### [The input]
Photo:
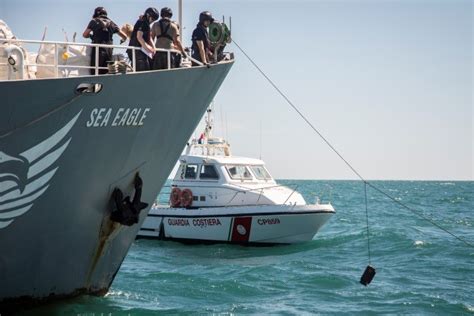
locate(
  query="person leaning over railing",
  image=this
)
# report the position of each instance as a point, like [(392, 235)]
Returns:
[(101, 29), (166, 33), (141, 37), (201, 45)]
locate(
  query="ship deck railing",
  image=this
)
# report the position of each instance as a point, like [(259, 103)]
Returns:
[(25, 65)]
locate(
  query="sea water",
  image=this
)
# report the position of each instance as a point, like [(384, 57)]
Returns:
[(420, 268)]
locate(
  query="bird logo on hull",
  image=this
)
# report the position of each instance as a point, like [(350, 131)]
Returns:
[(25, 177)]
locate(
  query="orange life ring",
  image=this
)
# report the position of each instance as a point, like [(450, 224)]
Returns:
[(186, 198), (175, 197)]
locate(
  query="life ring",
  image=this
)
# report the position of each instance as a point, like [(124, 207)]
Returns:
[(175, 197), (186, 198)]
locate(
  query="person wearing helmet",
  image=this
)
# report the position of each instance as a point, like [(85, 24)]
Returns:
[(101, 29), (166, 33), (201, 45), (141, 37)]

* * *

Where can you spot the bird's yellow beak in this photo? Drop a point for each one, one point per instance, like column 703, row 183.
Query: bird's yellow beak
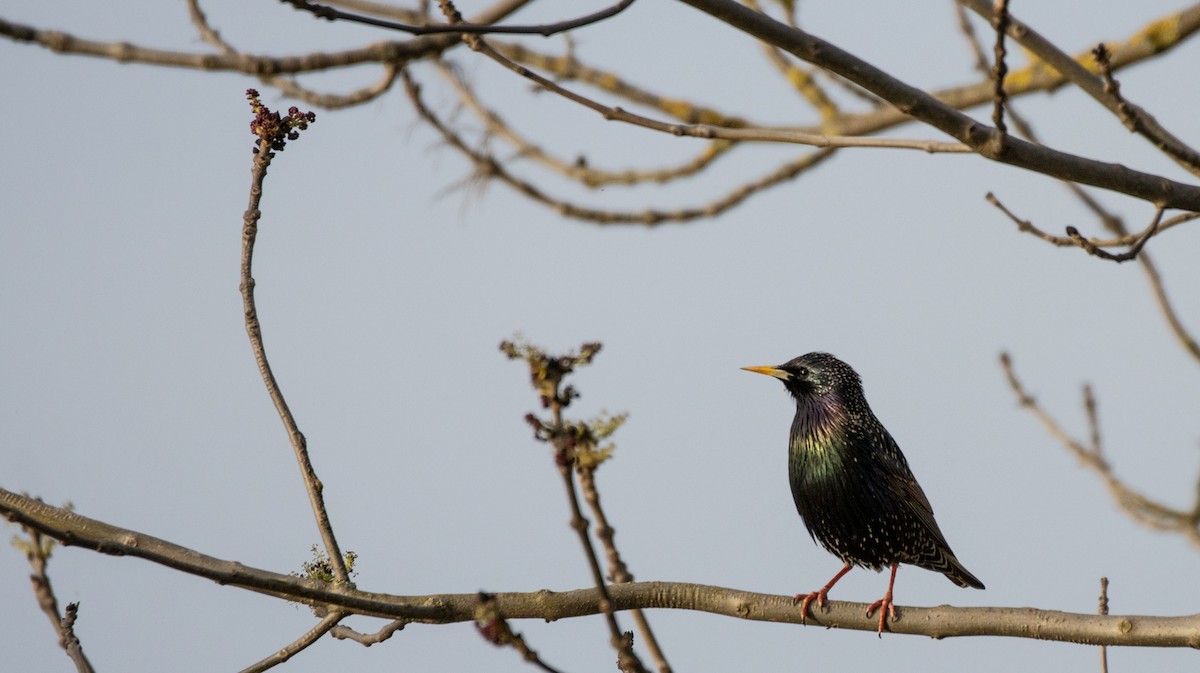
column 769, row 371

* * *

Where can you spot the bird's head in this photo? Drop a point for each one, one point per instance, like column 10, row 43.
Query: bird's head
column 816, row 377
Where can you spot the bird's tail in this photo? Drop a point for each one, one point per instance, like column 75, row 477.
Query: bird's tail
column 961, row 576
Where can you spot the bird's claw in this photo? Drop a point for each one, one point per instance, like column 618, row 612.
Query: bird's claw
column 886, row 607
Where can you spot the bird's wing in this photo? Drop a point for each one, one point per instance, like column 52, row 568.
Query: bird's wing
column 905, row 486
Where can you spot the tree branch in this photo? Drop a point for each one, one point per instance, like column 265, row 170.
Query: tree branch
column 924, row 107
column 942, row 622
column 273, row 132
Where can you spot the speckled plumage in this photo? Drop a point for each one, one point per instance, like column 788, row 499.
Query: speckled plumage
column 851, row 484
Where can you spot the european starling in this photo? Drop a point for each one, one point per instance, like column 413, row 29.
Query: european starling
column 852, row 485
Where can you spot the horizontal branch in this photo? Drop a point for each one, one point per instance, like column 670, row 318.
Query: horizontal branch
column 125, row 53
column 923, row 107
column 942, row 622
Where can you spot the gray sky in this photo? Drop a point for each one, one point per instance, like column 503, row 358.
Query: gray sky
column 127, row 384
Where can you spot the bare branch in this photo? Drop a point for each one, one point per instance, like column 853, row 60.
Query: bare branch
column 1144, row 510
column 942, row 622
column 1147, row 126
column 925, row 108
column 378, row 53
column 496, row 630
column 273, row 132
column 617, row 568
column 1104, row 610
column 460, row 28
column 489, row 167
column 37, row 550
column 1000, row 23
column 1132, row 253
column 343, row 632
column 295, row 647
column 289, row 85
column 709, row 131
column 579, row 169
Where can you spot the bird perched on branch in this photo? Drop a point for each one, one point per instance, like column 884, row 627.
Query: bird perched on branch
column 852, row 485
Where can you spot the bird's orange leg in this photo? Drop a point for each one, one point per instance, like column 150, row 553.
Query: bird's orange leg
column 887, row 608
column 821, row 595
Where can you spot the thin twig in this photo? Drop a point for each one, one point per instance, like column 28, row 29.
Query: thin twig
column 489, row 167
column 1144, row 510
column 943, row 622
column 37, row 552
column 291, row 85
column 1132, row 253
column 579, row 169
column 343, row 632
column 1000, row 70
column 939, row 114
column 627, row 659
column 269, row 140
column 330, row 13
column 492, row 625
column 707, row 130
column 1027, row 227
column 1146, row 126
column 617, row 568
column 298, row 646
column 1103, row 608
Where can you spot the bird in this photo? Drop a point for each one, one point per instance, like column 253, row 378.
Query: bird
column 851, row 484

### [What you have to do]
Format the rows from the line containing "Where can you spot the bird's tail" through the line containing "column 127, row 384" as a two-column CSV with the headers text and points. Give one line per row, with its text in the first column and its answer in the second, each in one quoted field with line breaks replaced by spaces.

### [Result of this exercise]
text,points
"Where can you spot the bird's tail in this photo? Drop a point for each one, one point per instance, like column 75, row 477. Query: bird's tail","column 961, row 576"
"Where can you spot the bird's claw in this photo? Drop a point for each one, one point per instance, like column 618, row 612. Query: bird's claw","column 886, row 607"
"Where can you spot the bird's wing in this photo? Drop a point for each one, one point per instance, like column 52, row 568. Query: bird's wing","column 905, row 486"
"Where can you spot the tree branch in this photo? Drop a point for each one, one point per instance, like column 265, row 170. Query: tree branch","column 924, row 107 column 942, row 622 column 273, row 132"
"Where can you spot the speckled plumage in this photo? Drop a point for each one, one point per instance, like column 788, row 499. Query: speckled plumage","column 851, row 484"
"Where can you spot the european starling in this photo? Drop a point for each one, one point per instance, like column 413, row 29. Query: european starling","column 852, row 485"
"Where can you spot the horizontal branch in this photo? Drop a point for each one, one point per instance, like column 670, row 318. Query: horizontal branch","column 125, row 53 column 923, row 107 column 942, row 622"
"Where can you spot the gray sky in this photo? Drop a point for each one, one point per instance, like column 503, row 358. Query: gray sky","column 127, row 384"